**EXERCISE DATA:**
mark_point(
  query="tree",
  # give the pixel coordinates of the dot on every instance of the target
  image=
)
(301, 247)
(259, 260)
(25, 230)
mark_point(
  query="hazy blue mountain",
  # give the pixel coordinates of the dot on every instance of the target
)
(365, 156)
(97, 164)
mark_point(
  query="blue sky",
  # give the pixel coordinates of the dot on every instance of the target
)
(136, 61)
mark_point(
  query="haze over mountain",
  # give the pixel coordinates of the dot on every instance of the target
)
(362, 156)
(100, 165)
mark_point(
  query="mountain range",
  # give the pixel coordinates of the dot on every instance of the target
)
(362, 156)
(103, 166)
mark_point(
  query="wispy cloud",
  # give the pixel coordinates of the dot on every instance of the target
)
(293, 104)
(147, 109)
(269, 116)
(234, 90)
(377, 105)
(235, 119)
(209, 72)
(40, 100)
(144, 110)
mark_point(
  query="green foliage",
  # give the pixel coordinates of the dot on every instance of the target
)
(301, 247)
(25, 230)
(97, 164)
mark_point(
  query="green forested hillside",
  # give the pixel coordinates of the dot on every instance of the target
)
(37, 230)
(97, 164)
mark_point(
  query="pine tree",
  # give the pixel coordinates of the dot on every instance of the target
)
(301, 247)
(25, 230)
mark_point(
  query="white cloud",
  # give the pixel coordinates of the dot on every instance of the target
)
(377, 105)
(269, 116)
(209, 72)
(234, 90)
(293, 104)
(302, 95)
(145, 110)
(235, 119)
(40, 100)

**EXERCISE:** Please give the full set of data again exactly.

**RESPONSE BOX:**
mark_point(
  query="tree",
  # give the pixel coordinates of the dot on every instance of the target
  image=
)
(301, 247)
(259, 260)
(25, 230)
mark_point(
  query="hazy blue mountain",
  # give the pixel coordinates of the dot on every instance of the target
)
(365, 156)
(97, 164)
mark_point(
  query="blue sky",
  # give the pixel coordinates of the dot on every instance of the target
)
(136, 61)
mark_point(
  query="haze over mountain",
  # give the pixel coordinates of the dot on every instance of the target
)
(362, 156)
(100, 165)
mark_point(
  query="mountain range",
  # give the pixel coordinates of the dot on every instance of the target
)
(362, 156)
(103, 166)
mark_point(
  query="wispy cloud",
  # give the pixel coordinates of the dot on every instance of the target
)
(293, 104)
(147, 109)
(269, 116)
(234, 90)
(377, 105)
(235, 119)
(209, 72)
(40, 100)
(144, 110)
mark_point(
  query="green foliage",
  # give the pixel coordinates of the dot on every instance of the target
)
(301, 247)
(25, 230)
(97, 164)
mark_point(
  query="green forested hillside",
  # give the pixel coordinates of the dot on every instance of the target
)
(37, 230)
(97, 164)
mark_point(
  query="pine tree",
  # give the pixel coordinates of the dot on every instance of the target
)
(301, 247)
(25, 230)
mark_point(
  query="white cloud",
  # give the pixel coordinates of the dot on every instance of the target
)
(377, 105)
(269, 116)
(209, 72)
(234, 90)
(293, 104)
(302, 95)
(145, 110)
(235, 119)
(40, 100)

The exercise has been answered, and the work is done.